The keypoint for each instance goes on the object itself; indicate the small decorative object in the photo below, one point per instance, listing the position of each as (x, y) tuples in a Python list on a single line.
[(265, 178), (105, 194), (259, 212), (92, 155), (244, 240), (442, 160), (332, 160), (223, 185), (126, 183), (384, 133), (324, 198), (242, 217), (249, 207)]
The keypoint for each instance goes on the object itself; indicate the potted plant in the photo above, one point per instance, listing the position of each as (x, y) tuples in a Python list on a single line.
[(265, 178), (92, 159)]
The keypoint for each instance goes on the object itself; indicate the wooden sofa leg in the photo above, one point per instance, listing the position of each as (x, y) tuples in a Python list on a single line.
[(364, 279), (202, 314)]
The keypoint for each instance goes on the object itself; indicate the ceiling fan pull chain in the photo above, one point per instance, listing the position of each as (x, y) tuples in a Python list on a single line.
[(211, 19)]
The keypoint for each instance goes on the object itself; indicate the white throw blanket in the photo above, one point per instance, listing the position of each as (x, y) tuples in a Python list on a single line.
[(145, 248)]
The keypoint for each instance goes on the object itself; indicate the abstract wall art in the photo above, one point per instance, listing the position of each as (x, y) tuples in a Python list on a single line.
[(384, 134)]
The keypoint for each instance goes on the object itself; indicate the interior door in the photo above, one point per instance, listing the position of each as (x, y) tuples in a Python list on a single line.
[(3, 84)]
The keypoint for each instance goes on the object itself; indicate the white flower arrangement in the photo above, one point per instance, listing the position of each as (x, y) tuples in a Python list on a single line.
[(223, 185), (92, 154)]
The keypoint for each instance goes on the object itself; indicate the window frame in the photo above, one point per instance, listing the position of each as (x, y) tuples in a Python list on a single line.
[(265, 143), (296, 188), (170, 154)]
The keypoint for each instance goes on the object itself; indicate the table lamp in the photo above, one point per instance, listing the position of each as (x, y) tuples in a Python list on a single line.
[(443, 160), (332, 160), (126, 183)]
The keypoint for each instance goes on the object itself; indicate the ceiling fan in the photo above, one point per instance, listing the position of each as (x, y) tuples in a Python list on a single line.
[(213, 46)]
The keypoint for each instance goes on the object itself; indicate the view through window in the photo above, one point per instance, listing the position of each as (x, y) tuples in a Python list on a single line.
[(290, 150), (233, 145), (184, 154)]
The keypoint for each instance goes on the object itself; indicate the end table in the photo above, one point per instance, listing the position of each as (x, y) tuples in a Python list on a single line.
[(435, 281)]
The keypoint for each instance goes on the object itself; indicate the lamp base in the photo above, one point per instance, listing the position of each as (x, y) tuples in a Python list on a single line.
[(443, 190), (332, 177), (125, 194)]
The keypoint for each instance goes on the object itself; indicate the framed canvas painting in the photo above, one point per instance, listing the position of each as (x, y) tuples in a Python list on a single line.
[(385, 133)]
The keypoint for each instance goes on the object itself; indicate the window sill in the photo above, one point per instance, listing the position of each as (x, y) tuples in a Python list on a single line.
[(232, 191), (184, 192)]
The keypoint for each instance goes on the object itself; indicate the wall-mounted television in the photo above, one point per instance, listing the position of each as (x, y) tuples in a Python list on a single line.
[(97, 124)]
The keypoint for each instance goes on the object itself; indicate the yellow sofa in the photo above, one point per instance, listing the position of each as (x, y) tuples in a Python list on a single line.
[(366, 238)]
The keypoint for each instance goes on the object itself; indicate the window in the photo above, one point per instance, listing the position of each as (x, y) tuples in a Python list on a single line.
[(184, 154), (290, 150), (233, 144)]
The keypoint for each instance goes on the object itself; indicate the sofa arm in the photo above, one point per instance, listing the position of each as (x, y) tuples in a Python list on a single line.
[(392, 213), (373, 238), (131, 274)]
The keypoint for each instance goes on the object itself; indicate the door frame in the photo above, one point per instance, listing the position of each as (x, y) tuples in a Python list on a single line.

================================

## Work instructions
Set down again, word for word, everything from the start of the listing down to the line containing "[(211, 19)]", with that line included.

## Answer for the task
The keypoint for each instance goes on the object itself; indicate the small decorative object in the photo below, one point per instance, listing the position of each as (x, y) tuples in a Python list on a single line.
[(265, 178), (105, 194), (259, 212), (92, 155), (244, 240), (442, 160), (332, 160), (223, 185), (126, 183), (384, 133), (324, 198), (242, 217), (249, 207)]
The keypoint for each instance goes on the object itself; indicate the potted plant in the photo above, one point per instance, listing the position of each as (x, y) tuples in a Python list on a single line.
[(265, 178), (92, 159)]
The keypoint for each instance goes on the object itself; indicate the wooden sofa leg in the photo above, one point per instance, listing the position of each as (x, y) tuples in a Python list on a single line.
[(364, 279), (202, 314)]
The keypoint for each instance goes on the object itself; indicate the ceiling fan pull chain in the photo above, one point per instance, listing the position of each as (x, y) tuples in a Python list on a single line.
[(211, 19)]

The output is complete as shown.